Assigned task:
Please copy all of the entries exactly, but drop every picture.

Supplied information:
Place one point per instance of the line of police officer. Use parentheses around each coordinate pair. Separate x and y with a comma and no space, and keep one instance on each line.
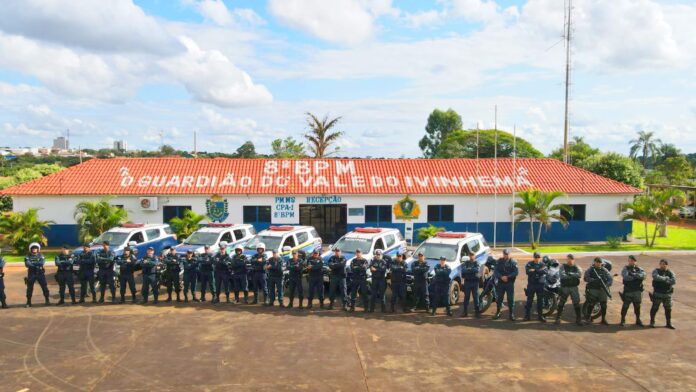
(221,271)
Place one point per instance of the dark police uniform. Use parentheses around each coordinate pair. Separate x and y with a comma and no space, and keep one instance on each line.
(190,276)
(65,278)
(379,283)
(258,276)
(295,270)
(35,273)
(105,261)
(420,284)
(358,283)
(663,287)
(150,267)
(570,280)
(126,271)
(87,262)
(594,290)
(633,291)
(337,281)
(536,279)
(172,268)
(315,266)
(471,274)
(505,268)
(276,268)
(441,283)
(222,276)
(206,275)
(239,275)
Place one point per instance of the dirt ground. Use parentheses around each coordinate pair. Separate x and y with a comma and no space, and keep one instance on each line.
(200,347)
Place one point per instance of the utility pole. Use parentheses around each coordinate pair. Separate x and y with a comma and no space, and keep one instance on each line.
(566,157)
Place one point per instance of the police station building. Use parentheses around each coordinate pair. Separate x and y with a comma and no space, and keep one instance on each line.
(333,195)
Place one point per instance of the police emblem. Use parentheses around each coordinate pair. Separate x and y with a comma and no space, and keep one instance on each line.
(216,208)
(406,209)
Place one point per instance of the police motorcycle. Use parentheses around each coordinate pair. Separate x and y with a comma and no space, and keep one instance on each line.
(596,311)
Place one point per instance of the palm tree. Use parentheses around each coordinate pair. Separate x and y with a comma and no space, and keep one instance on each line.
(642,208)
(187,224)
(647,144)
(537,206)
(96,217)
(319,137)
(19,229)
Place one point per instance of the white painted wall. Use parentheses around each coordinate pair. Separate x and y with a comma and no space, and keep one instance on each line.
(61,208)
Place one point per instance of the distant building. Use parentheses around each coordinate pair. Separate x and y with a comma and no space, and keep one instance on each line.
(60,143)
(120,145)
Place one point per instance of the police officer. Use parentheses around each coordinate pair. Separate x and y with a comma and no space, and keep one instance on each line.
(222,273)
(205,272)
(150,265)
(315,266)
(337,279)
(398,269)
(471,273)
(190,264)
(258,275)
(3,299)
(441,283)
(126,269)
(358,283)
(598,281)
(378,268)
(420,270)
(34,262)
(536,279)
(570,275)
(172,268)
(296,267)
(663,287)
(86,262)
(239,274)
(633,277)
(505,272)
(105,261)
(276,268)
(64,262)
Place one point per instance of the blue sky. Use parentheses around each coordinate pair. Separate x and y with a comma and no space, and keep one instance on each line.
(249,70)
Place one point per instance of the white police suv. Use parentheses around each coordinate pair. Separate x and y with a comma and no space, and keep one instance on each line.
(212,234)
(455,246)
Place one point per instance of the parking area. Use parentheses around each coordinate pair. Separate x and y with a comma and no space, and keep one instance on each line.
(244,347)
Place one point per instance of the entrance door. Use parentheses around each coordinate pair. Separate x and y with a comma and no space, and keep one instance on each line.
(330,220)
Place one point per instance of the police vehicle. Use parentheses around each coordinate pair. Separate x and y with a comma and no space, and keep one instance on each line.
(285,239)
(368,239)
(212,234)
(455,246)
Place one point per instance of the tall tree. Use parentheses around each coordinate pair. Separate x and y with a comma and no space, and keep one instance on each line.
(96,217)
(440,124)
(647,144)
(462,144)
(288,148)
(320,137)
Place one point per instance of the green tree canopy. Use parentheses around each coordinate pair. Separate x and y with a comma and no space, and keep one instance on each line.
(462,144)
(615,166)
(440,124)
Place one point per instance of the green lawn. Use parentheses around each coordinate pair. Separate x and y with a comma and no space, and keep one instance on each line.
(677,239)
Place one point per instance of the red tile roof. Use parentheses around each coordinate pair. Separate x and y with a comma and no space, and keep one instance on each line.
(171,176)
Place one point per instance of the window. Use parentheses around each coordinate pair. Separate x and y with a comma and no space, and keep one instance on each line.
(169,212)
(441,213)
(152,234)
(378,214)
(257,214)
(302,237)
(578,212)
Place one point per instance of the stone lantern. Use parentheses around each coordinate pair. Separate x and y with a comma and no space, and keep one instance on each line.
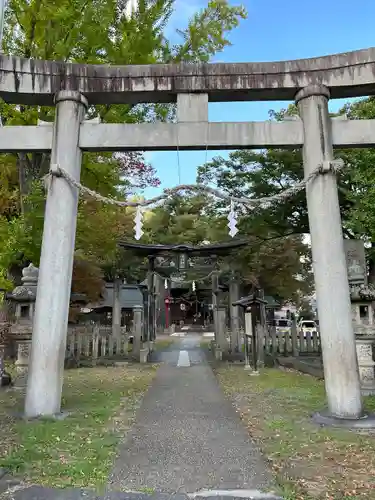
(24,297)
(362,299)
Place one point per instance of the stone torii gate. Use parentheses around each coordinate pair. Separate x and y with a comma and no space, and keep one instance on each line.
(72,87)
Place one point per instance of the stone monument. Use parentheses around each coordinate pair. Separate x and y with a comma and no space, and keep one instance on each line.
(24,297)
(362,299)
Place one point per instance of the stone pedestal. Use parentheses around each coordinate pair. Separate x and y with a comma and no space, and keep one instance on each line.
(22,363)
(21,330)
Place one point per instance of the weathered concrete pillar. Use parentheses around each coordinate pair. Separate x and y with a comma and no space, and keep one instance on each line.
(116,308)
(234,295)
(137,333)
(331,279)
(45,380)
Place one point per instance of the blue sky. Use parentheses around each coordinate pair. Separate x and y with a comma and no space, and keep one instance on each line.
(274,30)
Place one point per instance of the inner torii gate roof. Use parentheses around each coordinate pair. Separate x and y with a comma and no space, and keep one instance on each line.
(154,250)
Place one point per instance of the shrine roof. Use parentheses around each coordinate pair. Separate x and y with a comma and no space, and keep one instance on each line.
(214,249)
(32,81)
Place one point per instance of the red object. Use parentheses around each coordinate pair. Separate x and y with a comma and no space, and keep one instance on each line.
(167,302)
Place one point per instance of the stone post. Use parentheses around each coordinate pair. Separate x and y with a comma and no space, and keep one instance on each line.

Reply to the exercise:
Place one point per instance of the line of police officer. Use parentheses around each coordinate pair. Separate x and y with a comma and no space, and keep one instance on each line.
(221,271)
Place one point per instance of the dark police uniform. Use parentheses around each coordinate pair. Separate x and y with a comma and no space, and keep one instance on each line.
(190,276)
(65,278)
(379,283)
(258,276)
(295,270)
(35,273)
(105,261)
(420,284)
(358,283)
(663,287)
(150,267)
(570,280)
(126,271)
(87,262)
(594,290)
(633,291)
(337,281)
(536,279)
(172,268)
(315,266)
(471,274)
(505,268)
(276,268)
(441,283)
(222,276)
(206,275)
(239,275)
Place one point per instance of the dirt ground. Use parentheses around each coordinate pair. Separate x and y with a comma and no space, and keep one instance on each line.
(200,347)
Place one point per instance of the utility pole. Use parentheses around each coordinate pair. Separate x and y with a comma and no space, and keep one instance on each line.
(566,157)
Place one point per instance of the police station building. Use parentheses around each coordinate pair. Separate x and y with a comma and no space, and keep one instance on each line.
(333,195)
Place one point per instance of the police emblem. Use parentheses around each coordinate pair. Separate x and y with a comma and no space, and keep one instance on each line.
(216,208)
(406,209)
Place one point per instance of the police motorcycle. Use parentheses around each coordinate pair. Separate x and y with a comma and no space, and keep one instance on each line.
(596,311)
Place one point per instance of the palm tree. Use parentheses around each coordinate pair. Separate x and y with a comma and no space, and keep one instance on each line.
(642,208)
(187,224)
(647,144)
(537,206)
(96,217)
(319,137)
(19,229)
Place one point per instance of the white painted wall. Use parentheses around each coordinate pair. Separate x and y with a comma and no space, and keep one instance on each line.
(61,208)
Place one point per instance of the distant building. Use parentheses around each coordinate pair. Separate x and y with a comma and no space, and keep one instance on each line.
(60,143)
(120,145)
Place one point per instance of the police officer. Use parentheses around each coordinate pair. Separate x and y with a comma and no space, and keep one instance on each line.
(222,273)
(205,272)
(150,265)
(315,266)
(337,279)
(398,269)
(471,273)
(190,264)
(258,275)
(3,299)
(441,283)
(126,269)
(358,283)
(598,281)
(378,268)
(420,270)
(34,262)
(536,279)
(570,275)
(172,268)
(296,267)
(663,287)
(86,262)
(239,274)
(633,277)
(505,272)
(105,261)
(276,268)
(64,262)
Place one point per instance of the blue sky. Use parentheses around each coordinate pair. Separate x and y with a comma and no space, and keep one instance on each line.
(249,70)
Place one point per instance of the white police suv. Use parentheses around each coordinate pair. Separate x and y with a comma and no space, and keep one instance on each line.
(212,234)
(455,246)
Place one point per instance of the parking area. Use parentheses around each coordinate pair. Separate x and y with a comma and no space, and keep one instance on each line.
(244,347)
Place one point per instance of the entrance door. Use parentheses around each coordinate pair. Separate x and y with a comma and no space, and keep one instance on each line.
(330,220)
Place one point per instance of the police vehicle. Use parentheses around each coordinate pair. Separate x and y with a comma and no space, and keep one instance on each line.
(285,239)
(368,239)
(212,234)
(455,246)
Place one point per instance of the tall tree. Use parentheses around each coordinate pair. Separate x and y with a comma and no space, and keep one instance on each line.
(96,217)
(440,124)
(647,144)
(462,144)
(288,148)
(320,137)
Place one point per instance of the green tree canopy. Use parentheses around each coordinate pair. Separate x and y with a comma and no space, and keep one instance on each line.
(462,144)
(615,166)
(440,124)
Place one point per instance of the green lawn. Use parentheses around each coordinate pair. Separate x and y with a comma and no space, and keep one instance on each line.
(677,239)
Place one point per instance of the red tile roof. Use parentheses around each coordinate pair. Separate x and y with a comma and no space, and keep one instance on each line.
(171,176)
Place one point per instance of the window. Use parentheses around each coordinate pair. Separate x and y with a comma and no space, and keep one instance on each line.
(169,212)
(441,213)
(152,234)
(378,214)
(257,214)
(302,237)
(578,212)
Place one point per instance of the stone lantern. Use parentheses around each coordinate pair. Separate x and y with a comma and no space, and keep one instance on each line.
(24,297)
(362,299)
Place one point per instance of the stone torii gate. Use parentheses around each coordinate pair. Separate x and y with a comma and no space, and keep one instance on each line.
(72,87)
Place one point per instance of the stone monument. Use parentheses around each coordinate pair. Separate x and y with a comma and no space, and keep one instance on each line.
(24,297)
(362,299)
Place one point per instance of the stone pedestal. Use parentheses around each coordinate pair. Separate x and y with a comma and no space, and keep one instance on each line.
(22,363)
(21,330)
Place one point per instance of the weathered concrete pillar. Use parentheses around each coordinate pair. Separate x and y with a comma and no space, and keep one instance on each line.
(116,308)
(234,295)
(137,333)
(331,279)
(45,380)
Place one point per instance of the blue sky. Use parentheses around each coordinate pair. Separate x and y with a comma and no space, and keep one instance on each line.
(274,30)
Place one point per instance of the inner torii gate roof. Use parentheses around each coordinate pair. Separate x and y with a comma and no space, and keep one instance on each line.
(154,250)
Place one point per instance of the shrine roof. Use parentheses around each coordinate pair. Separate x and y with a comma and no space, and keep one instance on each line.
(214,249)
(32,81)
Place one point per instance of the red object. Use parentheses around each coordinate pair. Separate x and y with a comma and no space, and keep one instance on each line.
(167,302)
Place one point per instance of the stone post. Use parentheses around each coordinate pair. Separate x and y with a comma and no space, and keep one instance on each line.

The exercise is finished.